_Cuplikan Halaman:_
—————
JAKARTA - Menjelang pembentukan Badan Penyelenggara Jaminan Sosial (BPJS), Kelompok Kerja (Pokja) BPJS Kesehatan menyepakati penentuan persentase iuran premi yang harus dibayar pekerja formal, yakni sebesar 5% dari gaji. Rincian komposisi pembayaran itu terdiri dari 3% dibayar oleh pemberi kerja (majikan) dan 2% ditanggung pekerja.
Kesepakatan nilai iuran tersebut langsung menuai protes dari beberapa pihak, salah satunya Komite Aksi Jaminan Sosial (KAJS). Mereka menolak pembayaran iuran premi sebesar dua persen oleh buruh.
Menyikapi hal tersebut, Wamenkes Ali Gufron Mukti menyatakan iuran bersama tersebut, merupakan jalan tengah agar setiap pihak, yakni buruh dan pengusaha tidak merasa diberi beban. "Ini sifatnya iuran bersama," ujar dia.
Ali Gufron menyatakan penentuan iuran premi pekerja formal sebesar lima persen sudah menjadi kesepakatan final Pokja BPJS. "Di tingkat pokja, memang sudah dihitung dan disepakati besar iuran ini antara Rp 19 ribu sampai Rp 27 ribu per orang per bulan. Tapi , nominal ini belum final. Karena masih akan ada pembahasan lebih lanjut, " jelasnya.
Dia mengakui, pembahasan mengenai nominal premi sudah dibahas. Namun hingga kini, usulan tersebut mendapat banyak tentangan dari banyak pihak. Khususnya, para buruh.
"Kalau di tingkat pokja ini sudah disepakati, tapi tetap harus dilakukan pembahasan-pembahasan lagi dengan kementerian terkait lainnya," urainya.
Jika nominal dan persentase premi bisa disepakati oleh semua pihak, lanjut dia, pihaknya optimistis peraturan presiden (Perpres) terkait premi bisa disahkan pada September 2012 nanti. Dengan demikian perpres ini bisa menjadi payung hukum ketika BPJS mulai beroperasi pada awal 2014.
—————
_Daftar Catatan:_
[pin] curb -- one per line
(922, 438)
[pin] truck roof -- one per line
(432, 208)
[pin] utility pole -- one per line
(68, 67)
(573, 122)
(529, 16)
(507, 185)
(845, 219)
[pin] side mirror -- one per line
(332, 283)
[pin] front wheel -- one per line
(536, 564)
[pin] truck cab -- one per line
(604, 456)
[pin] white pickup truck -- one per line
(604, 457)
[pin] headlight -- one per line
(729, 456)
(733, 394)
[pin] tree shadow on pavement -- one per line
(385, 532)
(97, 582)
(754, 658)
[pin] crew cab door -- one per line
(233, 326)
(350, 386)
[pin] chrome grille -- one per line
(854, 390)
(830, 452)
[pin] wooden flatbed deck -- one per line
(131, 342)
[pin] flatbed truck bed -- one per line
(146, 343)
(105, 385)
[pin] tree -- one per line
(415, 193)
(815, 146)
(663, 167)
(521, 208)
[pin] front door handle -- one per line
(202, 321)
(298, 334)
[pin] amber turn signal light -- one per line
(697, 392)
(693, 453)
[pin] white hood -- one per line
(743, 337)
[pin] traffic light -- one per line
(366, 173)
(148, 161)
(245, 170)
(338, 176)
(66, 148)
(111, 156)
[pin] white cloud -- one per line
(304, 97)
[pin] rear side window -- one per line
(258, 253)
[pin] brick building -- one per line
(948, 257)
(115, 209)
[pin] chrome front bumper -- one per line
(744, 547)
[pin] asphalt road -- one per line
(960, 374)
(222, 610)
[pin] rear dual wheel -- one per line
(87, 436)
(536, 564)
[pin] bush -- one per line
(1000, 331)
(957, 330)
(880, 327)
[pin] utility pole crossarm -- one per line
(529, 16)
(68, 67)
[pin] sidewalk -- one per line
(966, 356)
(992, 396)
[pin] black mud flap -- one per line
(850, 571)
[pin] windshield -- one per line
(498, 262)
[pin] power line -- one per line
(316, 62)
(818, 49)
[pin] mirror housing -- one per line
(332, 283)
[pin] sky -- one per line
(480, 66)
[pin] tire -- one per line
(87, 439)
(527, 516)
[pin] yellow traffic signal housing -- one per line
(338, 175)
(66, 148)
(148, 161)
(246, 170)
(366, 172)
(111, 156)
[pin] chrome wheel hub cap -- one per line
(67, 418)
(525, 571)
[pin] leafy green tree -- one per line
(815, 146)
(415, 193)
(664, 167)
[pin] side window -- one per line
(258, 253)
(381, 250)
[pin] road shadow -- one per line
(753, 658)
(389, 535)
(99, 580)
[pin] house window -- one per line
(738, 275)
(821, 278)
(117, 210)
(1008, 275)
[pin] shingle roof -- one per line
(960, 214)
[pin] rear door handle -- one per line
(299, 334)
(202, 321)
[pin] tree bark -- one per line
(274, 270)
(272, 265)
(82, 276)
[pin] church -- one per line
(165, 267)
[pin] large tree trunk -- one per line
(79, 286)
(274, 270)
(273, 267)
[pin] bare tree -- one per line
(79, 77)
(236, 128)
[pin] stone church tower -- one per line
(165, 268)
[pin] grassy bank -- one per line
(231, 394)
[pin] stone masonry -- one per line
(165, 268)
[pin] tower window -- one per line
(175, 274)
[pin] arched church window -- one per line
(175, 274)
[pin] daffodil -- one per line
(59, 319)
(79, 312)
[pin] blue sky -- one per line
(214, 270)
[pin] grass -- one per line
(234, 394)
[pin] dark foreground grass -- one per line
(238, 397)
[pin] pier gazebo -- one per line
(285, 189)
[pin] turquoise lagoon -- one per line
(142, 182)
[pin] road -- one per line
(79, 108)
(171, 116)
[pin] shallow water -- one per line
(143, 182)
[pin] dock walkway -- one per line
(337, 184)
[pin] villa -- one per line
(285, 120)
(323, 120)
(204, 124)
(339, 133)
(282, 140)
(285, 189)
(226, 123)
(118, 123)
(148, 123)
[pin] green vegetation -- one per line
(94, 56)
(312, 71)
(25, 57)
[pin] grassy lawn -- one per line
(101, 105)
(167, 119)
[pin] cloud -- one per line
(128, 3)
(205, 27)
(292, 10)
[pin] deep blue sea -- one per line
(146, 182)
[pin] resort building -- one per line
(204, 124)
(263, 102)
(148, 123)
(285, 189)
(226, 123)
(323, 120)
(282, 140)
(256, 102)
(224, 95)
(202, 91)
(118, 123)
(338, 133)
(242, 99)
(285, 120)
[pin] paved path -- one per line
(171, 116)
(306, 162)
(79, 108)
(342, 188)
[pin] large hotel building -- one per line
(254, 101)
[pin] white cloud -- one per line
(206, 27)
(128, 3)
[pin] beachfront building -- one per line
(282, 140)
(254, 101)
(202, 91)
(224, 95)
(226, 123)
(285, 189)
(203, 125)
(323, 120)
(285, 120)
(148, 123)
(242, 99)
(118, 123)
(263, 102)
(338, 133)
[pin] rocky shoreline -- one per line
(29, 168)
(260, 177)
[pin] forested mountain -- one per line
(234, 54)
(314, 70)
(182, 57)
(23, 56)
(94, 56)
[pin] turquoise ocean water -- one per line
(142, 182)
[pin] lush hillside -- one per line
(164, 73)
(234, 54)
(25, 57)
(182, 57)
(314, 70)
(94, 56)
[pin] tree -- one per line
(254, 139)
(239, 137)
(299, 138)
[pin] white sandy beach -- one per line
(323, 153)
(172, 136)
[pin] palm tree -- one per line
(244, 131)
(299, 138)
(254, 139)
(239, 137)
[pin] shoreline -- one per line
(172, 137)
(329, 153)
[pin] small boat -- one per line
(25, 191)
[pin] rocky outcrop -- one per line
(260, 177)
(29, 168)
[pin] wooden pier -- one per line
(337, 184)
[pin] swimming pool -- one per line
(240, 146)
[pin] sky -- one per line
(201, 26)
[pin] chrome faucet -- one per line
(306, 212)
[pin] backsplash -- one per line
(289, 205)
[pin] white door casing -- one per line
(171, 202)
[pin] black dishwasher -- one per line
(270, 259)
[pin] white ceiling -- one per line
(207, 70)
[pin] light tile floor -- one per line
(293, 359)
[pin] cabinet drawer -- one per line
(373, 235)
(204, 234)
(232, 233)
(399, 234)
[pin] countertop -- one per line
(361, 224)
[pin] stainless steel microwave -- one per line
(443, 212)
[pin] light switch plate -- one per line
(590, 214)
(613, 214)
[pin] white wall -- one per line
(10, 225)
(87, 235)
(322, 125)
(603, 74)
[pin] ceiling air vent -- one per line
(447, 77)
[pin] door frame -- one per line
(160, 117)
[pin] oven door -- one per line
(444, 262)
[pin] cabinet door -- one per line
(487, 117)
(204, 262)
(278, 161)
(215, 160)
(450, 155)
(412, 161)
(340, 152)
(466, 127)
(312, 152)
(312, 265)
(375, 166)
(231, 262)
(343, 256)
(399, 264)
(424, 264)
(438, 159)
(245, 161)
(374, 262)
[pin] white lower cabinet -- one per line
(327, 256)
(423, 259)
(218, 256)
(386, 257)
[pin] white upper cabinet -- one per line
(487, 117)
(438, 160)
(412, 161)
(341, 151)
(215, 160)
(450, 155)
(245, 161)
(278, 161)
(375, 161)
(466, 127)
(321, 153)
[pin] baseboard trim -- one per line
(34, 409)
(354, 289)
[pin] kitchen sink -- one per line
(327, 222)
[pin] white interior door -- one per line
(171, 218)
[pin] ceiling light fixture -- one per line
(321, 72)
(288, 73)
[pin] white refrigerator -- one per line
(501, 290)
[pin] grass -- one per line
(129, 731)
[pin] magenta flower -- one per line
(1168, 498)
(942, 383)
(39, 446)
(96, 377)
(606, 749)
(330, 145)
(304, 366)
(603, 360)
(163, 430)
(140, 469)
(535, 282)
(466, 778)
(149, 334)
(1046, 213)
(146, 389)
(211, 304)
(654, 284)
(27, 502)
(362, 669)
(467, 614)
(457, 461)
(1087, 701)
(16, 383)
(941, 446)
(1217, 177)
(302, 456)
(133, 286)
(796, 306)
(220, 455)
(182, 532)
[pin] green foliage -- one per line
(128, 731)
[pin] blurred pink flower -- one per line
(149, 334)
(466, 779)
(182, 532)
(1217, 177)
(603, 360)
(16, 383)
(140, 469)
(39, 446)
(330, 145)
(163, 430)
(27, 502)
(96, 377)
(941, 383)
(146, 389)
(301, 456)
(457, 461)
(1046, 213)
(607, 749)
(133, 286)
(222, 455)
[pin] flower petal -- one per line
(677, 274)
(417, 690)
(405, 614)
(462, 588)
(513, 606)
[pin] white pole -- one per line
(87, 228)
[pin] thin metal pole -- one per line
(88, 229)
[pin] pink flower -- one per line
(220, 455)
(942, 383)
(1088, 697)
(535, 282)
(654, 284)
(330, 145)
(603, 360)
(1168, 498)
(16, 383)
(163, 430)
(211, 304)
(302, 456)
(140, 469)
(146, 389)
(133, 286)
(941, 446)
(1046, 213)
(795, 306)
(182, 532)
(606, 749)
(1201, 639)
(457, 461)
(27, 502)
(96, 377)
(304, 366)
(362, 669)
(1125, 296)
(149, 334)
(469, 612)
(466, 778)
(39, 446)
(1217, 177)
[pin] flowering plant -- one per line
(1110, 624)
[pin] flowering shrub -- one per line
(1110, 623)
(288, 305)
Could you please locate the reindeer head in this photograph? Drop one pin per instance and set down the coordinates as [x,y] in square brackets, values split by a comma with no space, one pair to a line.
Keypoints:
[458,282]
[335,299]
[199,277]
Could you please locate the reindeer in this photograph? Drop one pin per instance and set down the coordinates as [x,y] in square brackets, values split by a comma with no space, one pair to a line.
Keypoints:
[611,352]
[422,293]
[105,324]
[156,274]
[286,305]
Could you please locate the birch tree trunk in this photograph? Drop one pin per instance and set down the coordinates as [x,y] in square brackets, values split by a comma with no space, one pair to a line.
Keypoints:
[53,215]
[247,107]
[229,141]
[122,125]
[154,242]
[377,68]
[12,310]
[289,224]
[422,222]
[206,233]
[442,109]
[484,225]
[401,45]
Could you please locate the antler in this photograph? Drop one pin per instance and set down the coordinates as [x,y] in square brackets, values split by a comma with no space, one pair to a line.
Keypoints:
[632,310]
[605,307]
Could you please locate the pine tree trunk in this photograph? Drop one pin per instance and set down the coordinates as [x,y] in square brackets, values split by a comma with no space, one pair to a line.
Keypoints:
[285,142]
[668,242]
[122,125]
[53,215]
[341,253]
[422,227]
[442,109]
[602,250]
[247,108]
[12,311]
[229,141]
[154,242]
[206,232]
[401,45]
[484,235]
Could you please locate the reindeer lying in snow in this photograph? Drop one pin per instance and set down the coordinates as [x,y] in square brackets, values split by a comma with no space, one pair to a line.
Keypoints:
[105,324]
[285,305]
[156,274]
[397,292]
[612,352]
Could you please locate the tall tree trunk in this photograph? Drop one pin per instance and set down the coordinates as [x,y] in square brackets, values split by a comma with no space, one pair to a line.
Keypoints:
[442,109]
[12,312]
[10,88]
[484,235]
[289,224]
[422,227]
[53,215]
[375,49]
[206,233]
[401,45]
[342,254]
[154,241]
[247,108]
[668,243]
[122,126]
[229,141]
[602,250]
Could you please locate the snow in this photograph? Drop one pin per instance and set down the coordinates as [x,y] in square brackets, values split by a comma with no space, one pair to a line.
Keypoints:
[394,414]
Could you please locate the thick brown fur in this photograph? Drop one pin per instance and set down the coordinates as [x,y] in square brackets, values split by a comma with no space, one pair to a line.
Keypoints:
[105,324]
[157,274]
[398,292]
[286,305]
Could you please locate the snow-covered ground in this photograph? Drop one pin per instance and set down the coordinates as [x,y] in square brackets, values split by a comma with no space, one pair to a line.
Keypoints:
—————
_Soal Latihan:_
**A)** Menurut artikel tentang iuran BPJS, berapa persen gaji yang dibayar oleh pemberi kerja?
**B)** Pilih setiap baris catatan yang memuat kata "pole", lalu salin baris-baris itu. Perhatikan huruf besar dan kecil.

_Jawaban Latihan:_
**A)** 3% dari gaji.

**B)**
[pin] utility pole -- one per line
[pin] utility pole crossarm -- one per line
[pin] white pole -- one per line
[pin] thin metal pole -- one per line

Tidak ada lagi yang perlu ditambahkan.